-- Extracted material start --

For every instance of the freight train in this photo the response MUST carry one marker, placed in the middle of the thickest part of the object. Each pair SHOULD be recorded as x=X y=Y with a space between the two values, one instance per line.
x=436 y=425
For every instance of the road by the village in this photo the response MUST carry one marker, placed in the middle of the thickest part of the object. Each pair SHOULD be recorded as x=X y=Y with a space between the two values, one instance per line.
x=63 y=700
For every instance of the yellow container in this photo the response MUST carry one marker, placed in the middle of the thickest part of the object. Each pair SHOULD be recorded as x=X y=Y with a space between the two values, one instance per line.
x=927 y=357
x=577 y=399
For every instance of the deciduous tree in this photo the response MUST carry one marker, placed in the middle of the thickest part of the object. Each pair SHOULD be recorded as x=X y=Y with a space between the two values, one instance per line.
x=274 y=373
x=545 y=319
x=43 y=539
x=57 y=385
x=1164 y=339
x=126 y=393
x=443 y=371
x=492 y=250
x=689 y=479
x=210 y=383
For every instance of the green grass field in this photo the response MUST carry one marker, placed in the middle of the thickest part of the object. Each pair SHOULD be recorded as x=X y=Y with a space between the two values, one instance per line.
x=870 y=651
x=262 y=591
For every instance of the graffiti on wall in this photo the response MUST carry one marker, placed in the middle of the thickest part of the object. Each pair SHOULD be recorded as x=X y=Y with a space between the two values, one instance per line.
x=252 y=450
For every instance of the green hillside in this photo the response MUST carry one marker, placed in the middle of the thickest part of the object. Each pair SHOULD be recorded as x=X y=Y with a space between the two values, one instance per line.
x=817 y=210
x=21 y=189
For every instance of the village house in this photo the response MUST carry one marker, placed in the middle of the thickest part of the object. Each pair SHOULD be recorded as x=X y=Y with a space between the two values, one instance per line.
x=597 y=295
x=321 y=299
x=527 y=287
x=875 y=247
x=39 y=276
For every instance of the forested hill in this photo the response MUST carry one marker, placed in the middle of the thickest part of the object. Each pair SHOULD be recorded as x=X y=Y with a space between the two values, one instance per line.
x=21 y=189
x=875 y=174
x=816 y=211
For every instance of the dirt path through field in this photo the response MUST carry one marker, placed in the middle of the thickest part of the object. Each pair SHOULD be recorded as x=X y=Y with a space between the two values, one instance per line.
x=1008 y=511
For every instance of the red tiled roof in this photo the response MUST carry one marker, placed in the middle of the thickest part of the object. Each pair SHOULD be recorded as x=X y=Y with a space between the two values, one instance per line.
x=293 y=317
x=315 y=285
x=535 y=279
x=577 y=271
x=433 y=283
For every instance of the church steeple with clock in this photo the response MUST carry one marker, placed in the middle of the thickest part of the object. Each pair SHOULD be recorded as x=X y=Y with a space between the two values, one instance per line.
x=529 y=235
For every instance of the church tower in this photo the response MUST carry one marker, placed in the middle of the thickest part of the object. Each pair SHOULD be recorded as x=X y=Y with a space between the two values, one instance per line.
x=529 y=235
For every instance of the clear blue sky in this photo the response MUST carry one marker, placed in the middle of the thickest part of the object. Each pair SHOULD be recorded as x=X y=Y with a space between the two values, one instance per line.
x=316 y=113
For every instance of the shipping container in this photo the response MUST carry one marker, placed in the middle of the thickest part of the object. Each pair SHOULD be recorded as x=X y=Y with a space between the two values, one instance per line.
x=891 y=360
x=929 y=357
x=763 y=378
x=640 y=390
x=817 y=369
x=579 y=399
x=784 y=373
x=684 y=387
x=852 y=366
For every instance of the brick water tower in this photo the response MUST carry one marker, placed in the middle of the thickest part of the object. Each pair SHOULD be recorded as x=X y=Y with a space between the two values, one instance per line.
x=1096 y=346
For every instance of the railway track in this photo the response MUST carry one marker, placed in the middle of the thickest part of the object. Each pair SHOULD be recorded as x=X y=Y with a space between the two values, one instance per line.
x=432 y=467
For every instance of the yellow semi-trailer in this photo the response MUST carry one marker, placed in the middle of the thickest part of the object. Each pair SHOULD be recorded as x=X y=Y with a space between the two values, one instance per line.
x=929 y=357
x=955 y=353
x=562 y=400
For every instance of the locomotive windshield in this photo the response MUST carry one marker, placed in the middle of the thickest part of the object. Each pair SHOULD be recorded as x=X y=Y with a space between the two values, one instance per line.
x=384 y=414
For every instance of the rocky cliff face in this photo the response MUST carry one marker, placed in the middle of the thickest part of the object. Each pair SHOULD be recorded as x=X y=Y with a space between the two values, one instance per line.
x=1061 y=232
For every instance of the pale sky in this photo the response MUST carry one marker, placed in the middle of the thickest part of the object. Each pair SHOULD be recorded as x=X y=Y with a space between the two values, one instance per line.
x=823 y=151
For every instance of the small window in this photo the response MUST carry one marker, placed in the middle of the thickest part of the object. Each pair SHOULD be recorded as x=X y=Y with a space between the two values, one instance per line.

-- Extracted material end --

Your instructions: Can you write out all of the material above, every line copied word for word and in its original order?

Written solution:
For every instance of the freight train in this photo the response MUST carry one marker, placed in the middle of the thickest part of the object. Each pair SHOULD be recorded as x=X y=Y with a space between the two values, one instance per line.
x=436 y=425
For every instance of the road by the village in this photo the response MUST carry one marker, placed in the middle of the thickest part of the object. Each pair SHOULD be recorded as x=X y=Y with a space between the two values, one instance per line.
x=63 y=700
For every instance of the yellow container in this photo the response MUST carry one marker, placed in the middle of the thickest part of the object. Each pair SHOULD be recorded as x=X y=Y with a space between the two values, one instance per line.
x=927 y=357
x=577 y=399
For every instance of the deciduous tree in this photo the response MUST carry one marker, placed in the middle of the thickest part of the object. Each pair SHOULD be recorded as x=X y=Y with a space between the two values, one instance per line.
x=274 y=373
x=545 y=319
x=43 y=539
x=57 y=385
x=1164 y=339
x=126 y=393
x=443 y=371
x=492 y=250
x=689 y=479
x=210 y=383
For every instance of the green grass field in this photo the response MUST carry one marker, placed in the middle of the thickest part of the object. Each pair SHOULD be recorded as x=X y=Y with a space between the two values, one instance per line.
x=870 y=651
x=262 y=591
For every instance of the graffiti on wall in this photo the response MUST carry one marker, placed in the middle of the thickest part of the object. Each pair SHOULD be recorded as x=X y=Y with a space between the two values, one instance per line.
x=252 y=450
For every instance of the green hillside in this photo the response MUST carry one marker, placed in the middle of the thickest part of the object. Each pair SHOULD be recorded as x=X y=Y with a space between the two values, one instance per line.
x=817 y=210
x=21 y=189
For every instance of the village house in this photo the response MUST carry one marker, placed in the middle of the thickest part of the object. Each pair SHOULD be recorded as x=X y=Y with a space between the two values, one instance per line.
x=597 y=295
x=321 y=299
x=527 y=287
x=875 y=247
x=39 y=276
For every instance of the forested hill in this photo the response MUST carry one marker, placed in the middle of the thickest part of the object. Each pair SHOULD be recorded as x=X y=Y with a space between the two values, one instance per line.
x=21 y=189
x=875 y=174
x=816 y=211
For every instance of the dirt path through field in this photo the response MUST carry one marker, placed in the middle of the thickest part of the object. Each pair SHOULD be recorded as x=X y=Y with a space between the two values, one instance per line.
x=1008 y=511
For every instance of the red tiled roof in this photo the response MUST carry one marker, placed in the middle of the thickest part of the object. Each pair SHOULD be recorded as x=X y=Y with a space between the two values, one instance per line.
x=293 y=317
x=315 y=285
x=535 y=279
x=577 y=271
x=433 y=283
For every instance of the church steeple with clock in this photo the response MUST carry one marker, placed in the middle of the thickest part of the object. Each pair SHOULD be recorded as x=X y=Y with a space between the two values, one instance per line.
x=529 y=235
For every instance of the church tower in this photo the response MUST carry one marker, placed in the middle of the thickest part of the object. Each pair SHOULD be recorded as x=X y=Y with a space between the two values, one instance per line.
x=529 y=235
For every instance of the clear blue sky in this photo the response MUST carry one marker, placed in the middle of the thickest part of the object. Each pair SHOULD be recorded as x=X y=Y with a space between the two values, one instance per line.
x=316 y=113
For every instance of the shipping container in this photo the response MUST carry one marker, placed in the middle of the thickest part of the object. Each pair SHOULD be recorded as x=X y=Y with a space between the two values, one instance per line.
x=891 y=360
x=929 y=357
x=763 y=378
x=640 y=390
x=817 y=369
x=579 y=399
x=784 y=373
x=684 y=387
x=852 y=366
For every instance of the brick water tower in this photo the response MUST carry one marker, placed in the middle of the thickest part of the object. Each pair SHOULD be recorded as x=X y=Y with a space between the two values, one instance per line.
x=1096 y=346
For every instance of the railway track in this photo the response MUST carry one marker, placed in the middle of the thickest part of the object. Each pair SHOULD be recorded as x=X y=Y with a space between the two values, one instance per line.
x=432 y=467
For every instance of the yellow semi-trailer in this photo the response MUST carry one marker, placed in the middle of the thickest part of the object. Each pair SHOULD be recorded as x=X y=Y with a space between the two values, one instance per line.
x=929 y=357
x=955 y=353
x=562 y=400
For every instance of the locomotive windshield in this photo the response MUST carry one marker, placed in the middle of the thickest part of the object. Each pair SHOULD be recorded as x=X y=Y with a space between the two values, one instance per line.
x=384 y=414
For every instance of the rocky cliff face in this photo the response MUST carry one marker, placed in the middle of the thickest part of the object. Each pair SHOULD be recorded as x=X y=Y with a space between the two values, one instance per line.
x=1061 y=232
For every instance of the pale sky in this photo the response MUST carry one marker, placed in the middle of the thickest part of the object. Each pair SHOULD be recorded as x=X y=Y with a space between the two values, one instance per line.
x=823 y=151
For every instance of the small window in this photo the response MUST carry one marker, placed in the middle of the thickest part of the object. Each pair SHOULD be recorded as x=X y=Y with a space between the two values, one instance per line.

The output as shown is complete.